Source records:
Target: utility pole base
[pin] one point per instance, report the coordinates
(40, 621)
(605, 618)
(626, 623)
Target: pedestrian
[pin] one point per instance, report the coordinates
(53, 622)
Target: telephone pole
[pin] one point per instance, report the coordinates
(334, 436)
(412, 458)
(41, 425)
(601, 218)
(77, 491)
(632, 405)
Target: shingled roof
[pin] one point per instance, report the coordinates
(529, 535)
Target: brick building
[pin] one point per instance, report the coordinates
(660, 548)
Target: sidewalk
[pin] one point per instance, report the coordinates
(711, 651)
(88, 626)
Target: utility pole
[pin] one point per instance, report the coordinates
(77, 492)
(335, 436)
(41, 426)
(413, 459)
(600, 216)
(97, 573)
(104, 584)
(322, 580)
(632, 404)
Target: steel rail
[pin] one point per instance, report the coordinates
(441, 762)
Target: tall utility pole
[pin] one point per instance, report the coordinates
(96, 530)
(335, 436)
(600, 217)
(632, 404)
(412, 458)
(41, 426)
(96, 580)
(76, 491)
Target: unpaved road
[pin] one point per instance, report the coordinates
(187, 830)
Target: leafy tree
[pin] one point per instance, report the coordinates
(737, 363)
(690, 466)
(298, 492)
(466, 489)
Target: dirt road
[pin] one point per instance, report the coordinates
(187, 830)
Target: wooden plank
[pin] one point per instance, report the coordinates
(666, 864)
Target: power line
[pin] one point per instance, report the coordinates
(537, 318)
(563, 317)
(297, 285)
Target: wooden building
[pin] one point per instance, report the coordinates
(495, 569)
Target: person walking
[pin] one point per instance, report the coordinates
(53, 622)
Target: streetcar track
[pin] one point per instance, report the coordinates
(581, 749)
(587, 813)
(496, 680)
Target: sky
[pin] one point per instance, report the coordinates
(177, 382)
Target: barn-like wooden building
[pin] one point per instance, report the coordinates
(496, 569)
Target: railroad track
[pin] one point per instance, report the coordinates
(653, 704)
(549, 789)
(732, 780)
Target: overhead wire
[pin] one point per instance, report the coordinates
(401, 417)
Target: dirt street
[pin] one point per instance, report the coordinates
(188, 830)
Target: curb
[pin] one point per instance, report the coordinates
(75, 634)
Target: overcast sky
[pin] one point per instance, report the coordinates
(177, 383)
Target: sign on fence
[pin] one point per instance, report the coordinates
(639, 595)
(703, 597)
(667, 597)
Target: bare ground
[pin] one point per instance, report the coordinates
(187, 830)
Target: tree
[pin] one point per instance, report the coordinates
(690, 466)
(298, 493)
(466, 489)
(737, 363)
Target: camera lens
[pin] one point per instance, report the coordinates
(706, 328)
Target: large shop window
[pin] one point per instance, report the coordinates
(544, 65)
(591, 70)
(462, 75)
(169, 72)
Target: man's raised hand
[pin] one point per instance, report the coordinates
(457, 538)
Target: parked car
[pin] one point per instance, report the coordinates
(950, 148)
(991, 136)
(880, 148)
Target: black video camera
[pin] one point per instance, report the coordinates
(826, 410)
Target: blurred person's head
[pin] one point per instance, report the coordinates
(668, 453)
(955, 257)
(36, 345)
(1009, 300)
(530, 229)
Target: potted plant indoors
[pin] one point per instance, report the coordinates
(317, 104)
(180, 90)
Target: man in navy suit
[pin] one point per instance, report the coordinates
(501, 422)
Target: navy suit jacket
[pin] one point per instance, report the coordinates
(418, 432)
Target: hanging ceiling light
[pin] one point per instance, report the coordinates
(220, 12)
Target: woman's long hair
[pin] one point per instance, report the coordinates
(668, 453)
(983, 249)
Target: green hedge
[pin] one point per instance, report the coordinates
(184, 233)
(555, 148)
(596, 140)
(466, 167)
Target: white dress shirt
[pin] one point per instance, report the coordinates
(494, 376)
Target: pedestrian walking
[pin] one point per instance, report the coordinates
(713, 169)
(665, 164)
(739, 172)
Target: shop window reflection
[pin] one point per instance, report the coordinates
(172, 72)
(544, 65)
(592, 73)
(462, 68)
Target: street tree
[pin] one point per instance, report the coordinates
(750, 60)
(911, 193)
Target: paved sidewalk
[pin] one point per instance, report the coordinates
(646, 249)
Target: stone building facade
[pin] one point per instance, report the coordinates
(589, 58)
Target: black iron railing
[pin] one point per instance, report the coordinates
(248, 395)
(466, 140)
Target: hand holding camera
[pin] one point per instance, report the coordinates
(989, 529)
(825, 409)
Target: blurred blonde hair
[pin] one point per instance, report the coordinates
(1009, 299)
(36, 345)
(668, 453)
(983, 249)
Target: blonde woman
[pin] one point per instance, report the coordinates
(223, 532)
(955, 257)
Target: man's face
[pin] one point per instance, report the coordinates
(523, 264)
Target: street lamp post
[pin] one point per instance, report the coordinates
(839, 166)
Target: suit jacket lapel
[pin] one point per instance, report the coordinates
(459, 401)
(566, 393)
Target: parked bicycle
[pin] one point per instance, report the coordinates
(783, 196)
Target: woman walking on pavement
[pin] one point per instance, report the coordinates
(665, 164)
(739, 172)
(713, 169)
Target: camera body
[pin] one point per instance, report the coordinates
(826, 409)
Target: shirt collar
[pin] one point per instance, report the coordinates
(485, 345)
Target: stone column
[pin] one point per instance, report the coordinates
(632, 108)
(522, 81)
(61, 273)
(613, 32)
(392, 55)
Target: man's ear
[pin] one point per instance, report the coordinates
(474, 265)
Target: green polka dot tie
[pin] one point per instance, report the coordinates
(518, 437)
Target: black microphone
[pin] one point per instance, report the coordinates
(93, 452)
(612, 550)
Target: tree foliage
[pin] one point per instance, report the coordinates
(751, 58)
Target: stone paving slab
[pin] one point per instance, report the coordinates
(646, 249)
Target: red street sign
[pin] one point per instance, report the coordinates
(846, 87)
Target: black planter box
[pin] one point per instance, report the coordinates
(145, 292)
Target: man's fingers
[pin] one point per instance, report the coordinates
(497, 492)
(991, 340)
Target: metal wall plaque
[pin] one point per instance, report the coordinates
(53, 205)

§ **Task prompt**:
Give the data again, exactly.

§ **Solution**:
Target: utility pole base
[pin] one point per instance, report the coordinates
(40, 621)
(605, 618)
(626, 623)
Target: pedestrian
[pin] one point per instance, report the coordinates
(53, 622)
Target: telephone pole
[pin] one point per instance, report the coordinates
(334, 436)
(412, 458)
(41, 425)
(601, 218)
(77, 491)
(632, 405)
Target: shingled roof
[pin] one point per instance, report the coordinates
(529, 535)
Target: brick building
[pin] one point per instance, report the coordinates
(660, 548)
Target: sidewalk
[pin] one point per instance, report the coordinates
(711, 651)
(88, 626)
Target: utility pole
[pin] one point per instance, report the coordinates
(77, 492)
(335, 436)
(41, 426)
(413, 459)
(600, 216)
(97, 573)
(104, 584)
(322, 580)
(632, 404)
Target: steel rail
[pin] one point per instance, report the coordinates
(441, 762)
Target: tall utility pole
[pin] one point per instance, report the coordinates
(96, 530)
(335, 436)
(600, 217)
(632, 404)
(412, 458)
(41, 426)
(96, 580)
(76, 491)
Target: unpaved road
[pin] one point per instance, report the coordinates
(187, 830)
Target: leafy tree
[pin] one point per instance, report the coordinates
(737, 363)
(690, 466)
(298, 492)
(466, 489)
Target: dirt road
[pin] one point per instance, report the coordinates
(187, 830)
Target: wooden plank
[pin] one point per instance, report the coordinates
(666, 864)
Target: power line
[pin] one point per instance, report the coordinates
(537, 318)
(563, 317)
(297, 285)
Target: wooden building
[pin] one point per instance, report the coordinates
(495, 569)
Target: person walking
[pin] one point per instance, report the coordinates
(53, 622)
Target: streetcar track
[pin] one point per instance, report the coordinates
(581, 749)
(587, 813)
(496, 680)
Target: sky
[pin] one point per instance, report the coordinates
(177, 382)
Target: barn-like wooden building
[pin] one point per instance, report the coordinates
(496, 569)
Target: railroad track
[pin] one point per instance, report the coordinates
(653, 704)
(549, 789)
(732, 780)
Target: overhead wire
[pin] one point per instance, report the coordinates
(401, 417)
Target: dirt street
[pin] one point per instance, report the coordinates
(188, 830)
Target: curb
[pin] one point per instance, report the coordinates
(75, 634)
Target: overcast sky
[pin] one point per instance, report the coordinates
(177, 383)
Target: sign on fence
[pin] one point per instance, report the coordinates
(639, 595)
(703, 597)
(667, 597)
Target: bare ground
[pin] one point per instance, report the coordinates
(187, 830)
Target: tree
[pin] one point per instance, report the coordinates
(690, 466)
(298, 493)
(466, 489)
(737, 363)
Target: camera lens
[pin] one point per instance, report the coordinates
(706, 328)
Target: large shop window
[pin] one point per instance, report the coordinates
(544, 65)
(591, 70)
(462, 75)
(169, 72)
Target: man's raised hand
[pin] one point per instance, report the coordinates
(457, 538)
Target: parked car
[pin] one point per instance, report the coordinates
(950, 148)
(991, 136)
(880, 148)
Target: black video camera
[pin] one point per instance, report the coordinates
(826, 410)
Target: blurred person's head
[pin] one point per instance, report the coordinates
(668, 453)
(955, 257)
(36, 345)
(1009, 300)
(530, 229)
Target: potted plant indoors
[pin] one point per instance, report the coordinates
(317, 104)
(180, 90)
Target: man in navy suit
[pin] one point per instance, report the coordinates
(501, 422)
Target: navy suit jacket
[pin] one point per instance, report the coordinates
(418, 432)
Target: hanging ceiling light
[pin] one point per instance, report the coordinates
(220, 12)
Target: woman's long hair
[pin] one point per instance, report the coordinates
(668, 453)
(983, 249)
Target: green hedge
[pin] one point per instance, report the coordinates
(184, 233)
(555, 148)
(596, 140)
(466, 167)
Target: white dress shirt
[pin] one point per instance, report the coordinates
(494, 376)
Target: pedestrian walking
[pin] one point per instance, report the coordinates
(713, 169)
(665, 164)
(739, 172)
Target: shop window reflection
[pin] one point per instance, report the coordinates
(172, 72)
(544, 65)
(592, 73)
(462, 68)
Target: street tree
[pin] one point per instance, report the coordinates
(750, 60)
(911, 193)
Target: paved sidewalk
[pin] one point per instance, report the coordinates
(646, 249)
Target: stone building facade
[pin] one point per instance, report the coordinates
(589, 58)
Target: black iron railing
[pin] one point per instance, report the coordinates
(248, 395)
(466, 140)
Target: hand holding camera
[pin] one point per instance, report the coordinates
(989, 529)
(825, 409)
Target: blurred blonde hair
[pin] one point per instance, report the coordinates
(1009, 299)
(36, 345)
(668, 453)
(983, 249)
Target: blonde woman
[pin] one point per instance, report the coordinates
(223, 532)
(955, 257)
Target: man's face
[pin] one point per instance, report the coordinates
(523, 264)
Target: street lamp post
[pin] one point per instance, report the coordinates
(839, 166)
Target: suit jacket lapel
[pin] one point per instance, report the coordinates
(459, 401)
(566, 393)
Target: parked bicycle
[pin] one point per instance, report the coordinates
(783, 196)
Target: woman walking on pavement
[pin] one point per instance, report the coordinates
(665, 164)
(739, 172)
(713, 169)
Target: camera body
[pin] one point per instance, report the coordinates
(826, 409)
Target: shirt collar
[pin] one point per instance, report the coordinates
(485, 345)
Target: stone column
[pin] one point per instance, report the coordinates
(632, 108)
(522, 81)
(61, 273)
(613, 32)
(392, 55)
Target: man's ear
[pin] one point per instance, report the coordinates
(474, 265)
Target: green polka dot tie
[pin] one point per instance, report the coordinates
(518, 437)
Target: black microphone
[pin] one point per instance, report the coordinates
(93, 452)
(612, 550)
Target: tree foliage
[pin] one point per instance, report the coordinates
(751, 58)
Target: stone paving slab
[pin] one point per instance, report the coordinates
(646, 249)
Target: red street sign
[pin] one point per instance, report the coordinates
(846, 87)
Target: black planter box
[pin] one point per instance, report the coordinates
(145, 292)
Target: man's fingers
[pin] one point per instance, report the coordinates
(497, 492)
(991, 340)
Target: metal wall plaque
[pin] one point per instance, report the coordinates
(53, 205)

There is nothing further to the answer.